Gijón-Sevilla, over het pad van de Romeinen

Afgelopen zaterdag in AD Reiswereld, vandaag (exclusief, nou ja) op deze blog. Met enige maanden vertraging (op de Spaanse krant zeggen we dat zo’n verhaal in de ijskast ligt, in Nederland hebben we het over ‘op de plank’ liggen) de reportage over de wonderbaarlijke Zilverroute van Gijón naar Sevilla, en omgekeerd. Een zilverroute zonder zilver, trouwens…

Twee vroegere Romeinse wegen doorkruisen Spanje, het toenmalige Hispanië. Terwijl langs de zuid- en oostkust de Via Augusta nu de hoofdweg N-340 langs havensteden als Cadiz, Alicante, Cartagena, Tarragona en Barcelona is, volgt de Vía de la Plata een bij toeristen veel minder bekende route, van Sevilla naar Gijón, tegenwoordig de A-66. Een tocht door het spectaculaire Spaanse binnenland.

 EDWIN WINKELS

Vroeger leerden de Spaanse kinderen op school dat eeuwen geleden een eekhoorntje van Cádiz, het uiterlijke zuiden van het land, tot in de Pyreneeën kon komen, 1.100 kilometer noordelijker, zonder de grond te raken. Zoveel bomen, eiken vooral, stonden er in Spanje. Op lange stukken van de weg van Gijón naar Sevilla, een bijna rechte lijn door het westen van Spanje, daar waar 2100 jaar geleden Hispanië en Lusitanië in elkaar overgingen, is nog te zien hoe dat geweest moet zijn. Eerst hoge, deels begroeide bergen, de onweerstaanbare Picos de Europa, en daarna alleen maar bomen op groene glooiende heuvels.

Maar even vaak wordt duidelijk hoe de tijd, de erosie en de mens hun sporen hebben achtergelaten. Geen bomen meer, maar kilometerslange geel- en goudkleurige graanvelden. Niet minder overweldigend trouwens, die oneindigheid aan de horizon. Of olijfbomen die zo ver van elkaar zijn geplant dat een eekhoorntje nooit meer van de ene naar de andere zou kunnen springen. En wijnranken, steeds meer, daar waar een rivier de route kruist die de Romeinen ooit met grove stenen aanlegden.

◆ ◆ ◆ ◆

Opdracht 1:
Beantwoord de volgende vragen over de reportage over de Zilverroute.
(a) Welke hoofdweg is de Via Augusta nu?
(b) Welke bergen komt men op de route eerst tegen?
(c) Hoeveel kilometer kon een eekhoorntje volgens wat Spaanse kinderen vroeger op school leerden afleggen zonder de grond te raken?
Opdracht 2: Ga verder met de reportage over de Zilverroute, aansluitend op de laatste zin.

◆ ◆ ◆ ◆

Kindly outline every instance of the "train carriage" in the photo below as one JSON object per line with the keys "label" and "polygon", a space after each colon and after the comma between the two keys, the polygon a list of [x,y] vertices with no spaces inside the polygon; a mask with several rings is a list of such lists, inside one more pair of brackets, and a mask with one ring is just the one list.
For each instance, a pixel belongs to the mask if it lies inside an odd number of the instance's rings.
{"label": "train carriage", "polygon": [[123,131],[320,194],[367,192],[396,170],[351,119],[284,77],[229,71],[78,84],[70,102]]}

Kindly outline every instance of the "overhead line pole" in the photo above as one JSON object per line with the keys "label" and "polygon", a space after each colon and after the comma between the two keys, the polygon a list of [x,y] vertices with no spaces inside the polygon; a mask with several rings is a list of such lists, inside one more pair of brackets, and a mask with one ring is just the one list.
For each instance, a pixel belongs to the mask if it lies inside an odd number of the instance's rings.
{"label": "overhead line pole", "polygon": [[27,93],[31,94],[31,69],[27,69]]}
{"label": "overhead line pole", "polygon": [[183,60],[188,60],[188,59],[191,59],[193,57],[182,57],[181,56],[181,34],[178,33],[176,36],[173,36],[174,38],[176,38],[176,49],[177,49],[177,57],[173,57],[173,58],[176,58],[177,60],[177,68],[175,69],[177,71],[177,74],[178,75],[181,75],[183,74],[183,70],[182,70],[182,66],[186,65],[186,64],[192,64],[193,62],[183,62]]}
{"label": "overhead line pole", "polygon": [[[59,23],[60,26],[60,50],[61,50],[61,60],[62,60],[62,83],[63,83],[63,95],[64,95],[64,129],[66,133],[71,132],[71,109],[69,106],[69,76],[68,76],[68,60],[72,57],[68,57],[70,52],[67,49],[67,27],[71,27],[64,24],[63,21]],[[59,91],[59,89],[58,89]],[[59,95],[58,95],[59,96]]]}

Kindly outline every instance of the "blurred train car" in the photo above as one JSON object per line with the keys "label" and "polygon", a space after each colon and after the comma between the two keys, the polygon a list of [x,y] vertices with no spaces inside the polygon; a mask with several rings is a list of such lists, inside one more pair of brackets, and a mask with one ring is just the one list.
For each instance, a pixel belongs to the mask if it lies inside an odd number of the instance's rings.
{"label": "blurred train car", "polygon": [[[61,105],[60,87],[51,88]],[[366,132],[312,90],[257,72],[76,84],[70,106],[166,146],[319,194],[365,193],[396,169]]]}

◆ ◆ ◆ ◆

Uitkomst 1:
(a) De N-340.
(b) De Picos de Europa.
(c) 1.100 kilometer, van Cádiz tot in de Pyreneeën.

Uitkomst 2:
De Ruta de la Plata. Letterlijk vertaald: de Zilverroute. Maar dat imposante pad waarover de Romeinen dat moeilijk toegankelijke deel van Spanje vanuit Hispalis (Sevilla) en Emerita Augusta (Mérida) ontsloten, zag nooit enig zilver voorbijkomen. Mijnen waren er wel, in de bergen bij Gijón en Astorga (een kleine plaats in de provincie León waar de oorspronkelijke Zilverroute eindigde), maar er kwam nooit enig edelmetaal uit. De naam Plata komt dan ook niet van het zilver, maar van het Arabische balat, dat staat voor een gepaveide weg, het fenomeen waarin de Romeinen keien waren.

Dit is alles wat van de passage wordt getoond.